Convert the records below into a two-column CSV with the header instruction,points and one row for each record. Put its text under instruction and its answer under points, each as a single quoted field with line breaks replaced by spaces, and leave the pictures out.

---------- ENTRIES SHOWN ----------

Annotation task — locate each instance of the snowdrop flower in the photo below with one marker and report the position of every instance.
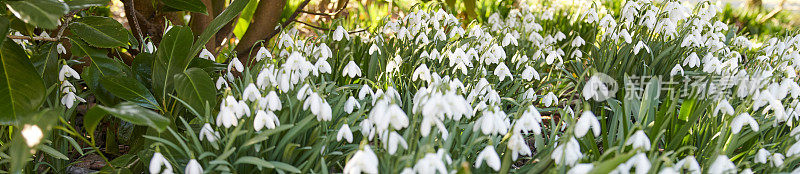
(595, 89)
(530, 73)
(692, 61)
(518, 146)
(423, 73)
(639, 47)
(236, 65)
(266, 119)
(221, 82)
(725, 107)
(352, 70)
(205, 54)
(208, 133)
(345, 133)
(193, 167)
(60, 49)
(67, 71)
(577, 42)
(761, 156)
(489, 155)
(363, 160)
(374, 48)
(351, 104)
(639, 140)
(676, 70)
(568, 153)
(69, 99)
(722, 165)
(777, 159)
(550, 99)
(364, 91)
(263, 53)
(502, 71)
(251, 92)
(586, 122)
(395, 140)
(157, 162)
(340, 33)
(32, 134)
(739, 121)
(582, 168)
(509, 39)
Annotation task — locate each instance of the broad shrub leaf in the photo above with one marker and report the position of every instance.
(81, 4)
(196, 88)
(100, 65)
(138, 115)
(101, 32)
(187, 5)
(129, 89)
(172, 58)
(41, 13)
(21, 88)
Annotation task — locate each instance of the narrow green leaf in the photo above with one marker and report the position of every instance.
(21, 88)
(81, 4)
(196, 6)
(41, 13)
(172, 58)
(99, 31)
(138, 115)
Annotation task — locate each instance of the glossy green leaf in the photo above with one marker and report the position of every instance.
(41, 13)
(196, 88)
(172, 58)
(232, 11)
(129, 89)
(138, 115)
(187, 5)
(81, 4)
(21, 88)
(99, 31)
(100, 65)
(92, 119)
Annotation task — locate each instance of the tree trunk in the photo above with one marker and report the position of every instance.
(265, 18)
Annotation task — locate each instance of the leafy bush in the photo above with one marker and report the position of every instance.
(543, 88)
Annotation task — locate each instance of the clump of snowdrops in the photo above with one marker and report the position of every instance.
(520, 93)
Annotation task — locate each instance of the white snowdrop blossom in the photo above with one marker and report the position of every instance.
(363, 161)
(502, 71)
(193, 167)
(205, 54)
(639, 140)
(550, 99)
(32, 134)
(340, 33)
(344, 132)
(489, 155)
(157, 162)
(352, 70)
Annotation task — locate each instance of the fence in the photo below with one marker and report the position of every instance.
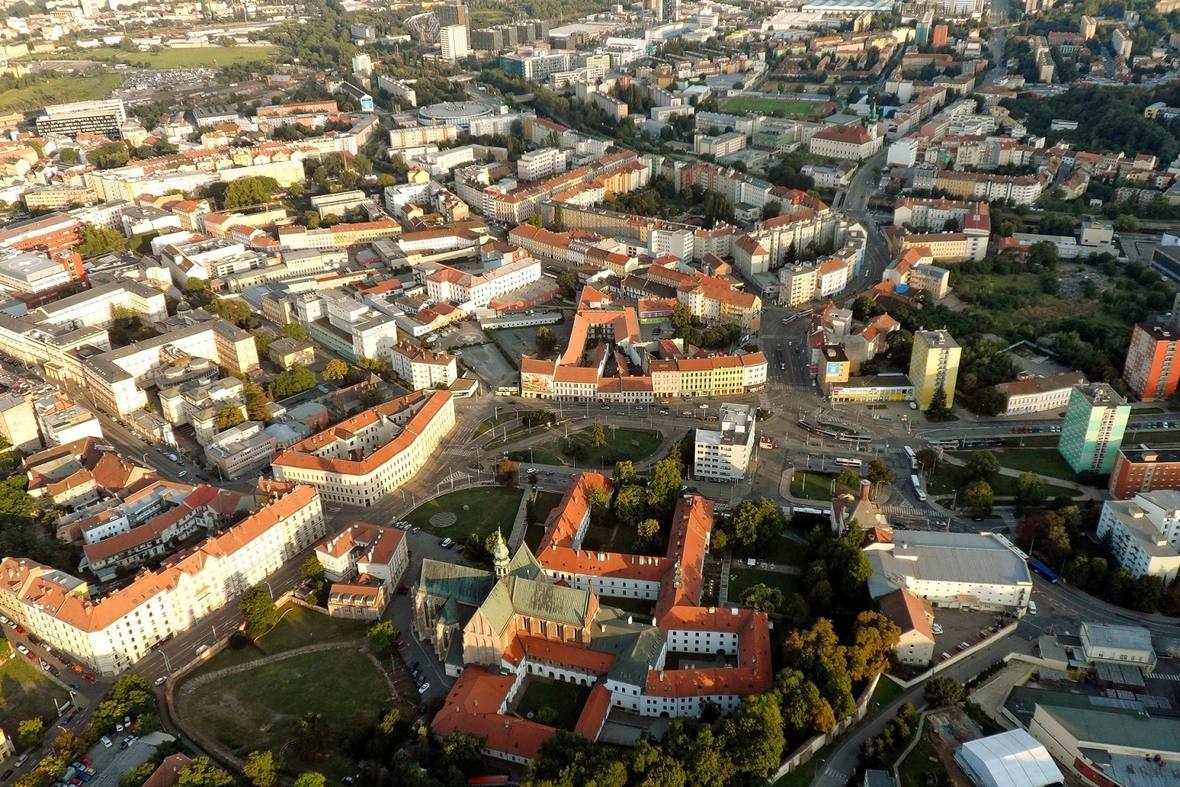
(801, 755)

----------

WORKED SOLUTION:
instruction,points
"Annotation task — locate each instance of the snowdrop flower in the photo below with one marker and report the position of every instance.","(595, 89) (530, 73) (692, 61) (518, 146) (423, 73) (639, 47) (236, 65) (266, 119) (221, 82) (725, 107) (352, 70) (205, 54) (208, 133) (345, 133) (193, 167) (60, 49) (67, 71) (577, 42) (761, 156) (489, 155) (363, 160) (374, 48) (351, 104) (639, 140) (676, 70) (568, 153) (69, 99) (722, 165) (777, 159) (550, 99) (364, 91) (263, 53) (502, 71) (251, 92) (586, 122) (395, 140) (157, 162) (340, 33) (32, 134) (739, 121) (582, 168) (509, 39)"
"Annotation task — locate each instance of the broad shrub leaf in the photo above with one marker and report the position of every instance.","(81, 4) (196, 88) (100, 65) (138, 115) (101, 32) (187, 5) (129, 89) (172, 58) (41, 13) (21, 88)"
"Annotation task — locate each instance of the narrow green leaf in the photo above with one marker and report the position of every instance.","(21, 88) (81, 4) (196, 6) (41, 13) (172, 58) (99, 31) (138, 115)"
"Annotation task — locate each instance of the glossy green leaf in the photo above with one marker and report the position of every instance.","(41, 13) (196, 88) (172, 58) (232, 11) (129, 89) (138, 115) (187, 5) (81, 4) (21, 88) (99, 31) (100, 65) (92, 119)"
"Annotation task — locate each instance of the tree trunk in the photo above with one marker and report the position of every instance.","(265, 18)"
"Annotation task — locate each instance of the leafy bush in the photo above with one marker and report the position of every instance.","(543, 88)"
"Annotation task — locate each instance of the clump of snowdrops in the photo above with one marker and report the position of every instance.","(520, 93)"
"Annotation task — locate each instance of the white snowdrop blossom in the photo above with one marker and report the position of every instance.","(363, 161) (502, 71) (193, 167) (205, 54) (639, 140) (550, 99) (32, 134) (340, 33) (344, 132) (489, 155) (157, 162) (352, 70)"
"Annotation task — locate each instance of the fence in the photo below with one marker and report the position of every instance.","(801, 755)"